▶ **REQUIRED WORK**
Each entry needs to be restated exactly as written.
[Begin RECORD SET]
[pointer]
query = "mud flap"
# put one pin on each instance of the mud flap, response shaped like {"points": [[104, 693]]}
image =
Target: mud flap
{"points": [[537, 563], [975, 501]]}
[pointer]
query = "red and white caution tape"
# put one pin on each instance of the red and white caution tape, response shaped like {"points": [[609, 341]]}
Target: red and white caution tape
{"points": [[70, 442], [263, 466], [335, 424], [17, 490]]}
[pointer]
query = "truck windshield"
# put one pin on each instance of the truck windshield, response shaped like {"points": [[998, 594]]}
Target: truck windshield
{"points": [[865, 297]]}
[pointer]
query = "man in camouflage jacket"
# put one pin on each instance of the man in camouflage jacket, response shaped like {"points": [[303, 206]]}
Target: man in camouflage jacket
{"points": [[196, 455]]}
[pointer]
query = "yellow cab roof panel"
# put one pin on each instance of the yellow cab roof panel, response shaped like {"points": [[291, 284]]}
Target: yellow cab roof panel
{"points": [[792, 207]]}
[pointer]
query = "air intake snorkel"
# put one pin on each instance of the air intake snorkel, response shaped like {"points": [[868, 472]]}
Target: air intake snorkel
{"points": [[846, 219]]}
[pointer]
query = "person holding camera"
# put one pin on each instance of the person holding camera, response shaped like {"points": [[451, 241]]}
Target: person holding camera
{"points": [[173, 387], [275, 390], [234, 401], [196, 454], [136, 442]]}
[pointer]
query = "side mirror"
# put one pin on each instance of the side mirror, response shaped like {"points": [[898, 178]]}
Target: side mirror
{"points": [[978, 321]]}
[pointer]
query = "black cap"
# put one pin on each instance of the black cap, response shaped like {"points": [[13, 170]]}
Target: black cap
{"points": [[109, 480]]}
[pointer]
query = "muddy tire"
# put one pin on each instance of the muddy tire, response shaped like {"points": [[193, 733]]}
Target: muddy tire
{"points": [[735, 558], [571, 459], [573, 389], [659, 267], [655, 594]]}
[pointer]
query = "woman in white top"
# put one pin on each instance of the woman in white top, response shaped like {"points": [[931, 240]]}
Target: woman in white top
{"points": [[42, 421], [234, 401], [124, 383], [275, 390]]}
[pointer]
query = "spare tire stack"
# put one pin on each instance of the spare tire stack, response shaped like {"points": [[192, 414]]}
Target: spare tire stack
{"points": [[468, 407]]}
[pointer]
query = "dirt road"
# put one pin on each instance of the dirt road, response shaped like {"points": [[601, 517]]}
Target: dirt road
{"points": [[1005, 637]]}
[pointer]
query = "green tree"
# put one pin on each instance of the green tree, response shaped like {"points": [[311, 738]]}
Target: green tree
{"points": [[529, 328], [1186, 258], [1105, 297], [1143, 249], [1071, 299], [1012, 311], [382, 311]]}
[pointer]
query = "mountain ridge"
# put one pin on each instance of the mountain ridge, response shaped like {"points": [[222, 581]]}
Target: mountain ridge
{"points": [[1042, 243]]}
[End RECORD SET]
▶ **SOLVED EXERCISE**
[pointer]
query = "mud flap"
# put one pin on each instance of the mud flap, response shaped like {"points": [[104, 693]]}
image =
Target: mud flap
{"points": [[537, 563], [975, 501]]}
[pointer]
query = "red and white caution tape"
# put one pin on each instance of the red and white caution tape, response shaped like {"points": [[609, 341]]}
Target: red and white caution tape
{"points": [[70, 442], [263, 466], [335, 424], [17, 490]]}
[pointer]
query = "truck windshield"
# put one pin on each instance of the truck windshield, response shaped like {"points": [[998, 594]]}
Target: truck windshield
{"points": [[865, 297]]}
[pointer]
query = "man in camouflage jacket"
# put one pin on each instance of the man in camouflage jacket, response shaped like {"points": [[303, 206]]}
Target: man in camouflage jacket
{"points": [[196, 455]]}
[pointer]
query = "yellow cab roof panel"
# put one pin on each instance of the yellow cab roof panel, response shaped like {"points": [[291, 284]]}
Target: yellow cab roof panel
{"points": [[792, 207]]}
[pointer]
query = "air intake snorkel"
# put one pin on each instance of the air intake snorkel, response shaped like {"points": [[868, 472]]}
Target: air intake snorkel
{"points": [[846, 219]]}
[pointer]
query = "person holding camera"
# put one pin on each instance of the person holding camera, response shaped like {"points": [[451, 241]]}
Target: person holding camera
{"points": [[173, 387], [275, 390], [234, 401], [196, 454], [136, 442]]}
[pointer]
query = "side mirror"
# put one pin on each instance of the side mirror, response shaped like {"points": [[898, 178]]}
Target: side mirror
{"points": [[978, 321]]}
[pointer]
query = "black cap"
# put one pin on each instance of the black cap, response shaped like {"points": [[13, 170]]}
Target: black cap
{"points": [[109, 480]]}
[pointer]
query = "muddy tire"
# put one pin on each instance of the muddy tire, response shaped like {"points": [[193, 733]]}
Target: muddy tire
{"points": [[735, 558], [571, 459], [573, 389], [659, 267], [655, 594]]}
[pointer]
query = "woman in white top"
# put one pin on each instance of the woman in white top, response shaped like {"points": [[931, 240]]}
Target: woman in white top
{"points": [[42, 421], [234, 401], [124, 383], [275, 390]]}
[pointer]
query = "spare tire stack"
# put one pin on each instance of the spare tire stack, response shaped like {"points": [[192, 414]]}
Target: spare tire stack
{"points": [[468, 407]]}
[pointer]
query = "dirt road"
# put one pin on each instance of the dirt road, response shaped like {"points": [[601, 517]]}
Target: dirt road
{"points": [[1005, 637]]}
[pointer]
query = "green tree"
# put one pin on each instance of the green tree, response shaped like {"points": [[311, 738]]}
Target: green tree
{"points": [[529, 328], [1186, 258], [1105, 297], [1143, 249], [1071, 299], [1012, 311], [382, 311]]}
[pointer]
query = "mountain ridge"
# put one pin on each instance of the mountain ridge, response shaped like {"points": [[222, 581]]}
Target: mountain ridge
{"points": [[1042, 243]]}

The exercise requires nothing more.